● PROBLEM
Each line of the records below that holds "target" should be copied out.

# # # #

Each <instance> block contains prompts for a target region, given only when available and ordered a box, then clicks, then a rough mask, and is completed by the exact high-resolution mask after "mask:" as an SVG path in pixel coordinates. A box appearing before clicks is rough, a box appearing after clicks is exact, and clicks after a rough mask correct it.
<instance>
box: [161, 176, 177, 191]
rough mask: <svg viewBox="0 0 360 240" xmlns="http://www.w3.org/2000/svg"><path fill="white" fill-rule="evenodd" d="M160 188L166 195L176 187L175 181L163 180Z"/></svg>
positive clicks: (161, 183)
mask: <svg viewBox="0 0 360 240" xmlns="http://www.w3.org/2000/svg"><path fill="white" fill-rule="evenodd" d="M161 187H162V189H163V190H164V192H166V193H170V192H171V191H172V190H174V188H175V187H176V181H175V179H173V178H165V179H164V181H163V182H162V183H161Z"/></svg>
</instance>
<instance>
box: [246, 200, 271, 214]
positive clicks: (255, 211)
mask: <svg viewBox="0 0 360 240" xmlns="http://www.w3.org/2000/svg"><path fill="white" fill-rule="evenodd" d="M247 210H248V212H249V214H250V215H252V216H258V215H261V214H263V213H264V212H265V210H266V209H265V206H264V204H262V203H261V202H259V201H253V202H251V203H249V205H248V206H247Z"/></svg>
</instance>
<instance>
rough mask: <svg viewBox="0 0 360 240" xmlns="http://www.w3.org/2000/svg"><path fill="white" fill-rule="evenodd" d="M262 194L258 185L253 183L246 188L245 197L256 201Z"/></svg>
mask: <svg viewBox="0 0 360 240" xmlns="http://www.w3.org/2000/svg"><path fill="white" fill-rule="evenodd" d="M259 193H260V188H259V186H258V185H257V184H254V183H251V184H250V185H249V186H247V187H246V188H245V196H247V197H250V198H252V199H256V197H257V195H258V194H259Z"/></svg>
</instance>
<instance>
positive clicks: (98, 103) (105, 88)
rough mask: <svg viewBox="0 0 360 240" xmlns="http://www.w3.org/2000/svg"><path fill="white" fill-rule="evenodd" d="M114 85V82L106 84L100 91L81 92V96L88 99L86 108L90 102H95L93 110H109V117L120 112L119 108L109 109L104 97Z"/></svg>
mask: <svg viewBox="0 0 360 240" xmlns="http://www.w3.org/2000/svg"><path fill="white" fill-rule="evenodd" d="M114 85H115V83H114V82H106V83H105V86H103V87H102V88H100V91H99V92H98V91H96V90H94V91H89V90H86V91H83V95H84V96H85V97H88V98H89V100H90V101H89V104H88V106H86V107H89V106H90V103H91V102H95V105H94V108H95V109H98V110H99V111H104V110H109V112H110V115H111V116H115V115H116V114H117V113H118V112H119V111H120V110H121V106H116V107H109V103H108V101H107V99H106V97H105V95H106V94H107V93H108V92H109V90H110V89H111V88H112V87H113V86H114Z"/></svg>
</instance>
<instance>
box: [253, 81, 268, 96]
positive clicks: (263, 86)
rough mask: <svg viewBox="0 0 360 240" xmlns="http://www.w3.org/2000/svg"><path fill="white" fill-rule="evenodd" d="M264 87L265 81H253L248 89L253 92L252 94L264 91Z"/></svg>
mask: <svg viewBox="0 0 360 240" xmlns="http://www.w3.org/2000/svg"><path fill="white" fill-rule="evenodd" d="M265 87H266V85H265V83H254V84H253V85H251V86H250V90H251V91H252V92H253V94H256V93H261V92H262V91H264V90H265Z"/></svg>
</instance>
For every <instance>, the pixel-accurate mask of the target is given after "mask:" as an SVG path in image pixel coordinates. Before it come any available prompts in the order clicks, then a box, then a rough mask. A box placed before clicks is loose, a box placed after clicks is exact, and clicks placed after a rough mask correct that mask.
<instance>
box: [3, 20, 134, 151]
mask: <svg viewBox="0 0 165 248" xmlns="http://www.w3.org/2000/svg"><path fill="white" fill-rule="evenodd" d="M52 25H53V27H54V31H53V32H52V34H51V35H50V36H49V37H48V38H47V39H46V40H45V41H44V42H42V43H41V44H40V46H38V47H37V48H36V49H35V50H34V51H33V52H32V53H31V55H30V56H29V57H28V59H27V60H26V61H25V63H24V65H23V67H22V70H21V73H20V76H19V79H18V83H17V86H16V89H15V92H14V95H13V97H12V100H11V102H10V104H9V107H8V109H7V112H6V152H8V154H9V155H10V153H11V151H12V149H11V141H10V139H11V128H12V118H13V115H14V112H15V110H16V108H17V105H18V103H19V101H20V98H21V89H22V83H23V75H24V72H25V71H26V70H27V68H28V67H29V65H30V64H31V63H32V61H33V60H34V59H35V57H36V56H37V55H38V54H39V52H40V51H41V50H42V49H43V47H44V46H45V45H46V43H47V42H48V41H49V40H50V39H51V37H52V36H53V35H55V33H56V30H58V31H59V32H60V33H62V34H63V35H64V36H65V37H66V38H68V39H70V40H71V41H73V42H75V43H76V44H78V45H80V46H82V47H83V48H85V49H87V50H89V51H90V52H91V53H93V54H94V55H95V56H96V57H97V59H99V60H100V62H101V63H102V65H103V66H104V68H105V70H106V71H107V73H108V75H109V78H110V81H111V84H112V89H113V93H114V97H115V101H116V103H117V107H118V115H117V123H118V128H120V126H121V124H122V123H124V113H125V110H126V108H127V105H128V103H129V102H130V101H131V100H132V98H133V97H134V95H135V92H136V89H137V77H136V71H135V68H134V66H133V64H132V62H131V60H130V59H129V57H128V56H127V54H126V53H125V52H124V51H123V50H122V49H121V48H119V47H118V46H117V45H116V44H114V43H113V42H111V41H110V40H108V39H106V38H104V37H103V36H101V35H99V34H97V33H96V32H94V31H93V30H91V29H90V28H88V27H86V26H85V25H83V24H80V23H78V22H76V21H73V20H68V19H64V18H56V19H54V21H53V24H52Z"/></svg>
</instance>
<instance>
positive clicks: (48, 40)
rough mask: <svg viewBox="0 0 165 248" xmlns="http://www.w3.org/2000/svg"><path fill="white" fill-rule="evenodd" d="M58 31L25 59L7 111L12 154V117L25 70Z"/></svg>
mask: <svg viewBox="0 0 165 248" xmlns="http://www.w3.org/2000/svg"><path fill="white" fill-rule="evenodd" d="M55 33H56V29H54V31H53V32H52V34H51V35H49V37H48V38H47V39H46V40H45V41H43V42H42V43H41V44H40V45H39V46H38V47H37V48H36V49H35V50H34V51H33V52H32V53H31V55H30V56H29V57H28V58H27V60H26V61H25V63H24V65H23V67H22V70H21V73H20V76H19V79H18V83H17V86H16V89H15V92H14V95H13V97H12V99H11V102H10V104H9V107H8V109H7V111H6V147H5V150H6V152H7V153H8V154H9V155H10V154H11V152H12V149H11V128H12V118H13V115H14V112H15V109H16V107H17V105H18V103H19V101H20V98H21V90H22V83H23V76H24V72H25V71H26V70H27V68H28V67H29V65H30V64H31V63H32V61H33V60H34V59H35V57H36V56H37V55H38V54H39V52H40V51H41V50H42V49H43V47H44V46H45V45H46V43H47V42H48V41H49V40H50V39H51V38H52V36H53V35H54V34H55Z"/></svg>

# # # #

● SOLUTION FOR THIS TASK
Each <instance> block contains prompts for a target region, given only when available and ordered a box, then clicks, then a rough mask, and is completed by the exact high-resolution mask after "mask:" as an SVG path in pixel coordinates. A box appearing before clicks is rough, a box appearing after clicks is exact, and clicks after a rough mask correct it.
For every <instance>, the pixel-accurate mask of the target is given after "mask:" as an SVG path in image pixel coordinates. Before it come any available prompts in the order clicks, then a box, then a rough mask. A box placed before clicks is loose, a box placed after clicks is exact, and clicks placed after a rough mask correct that mask.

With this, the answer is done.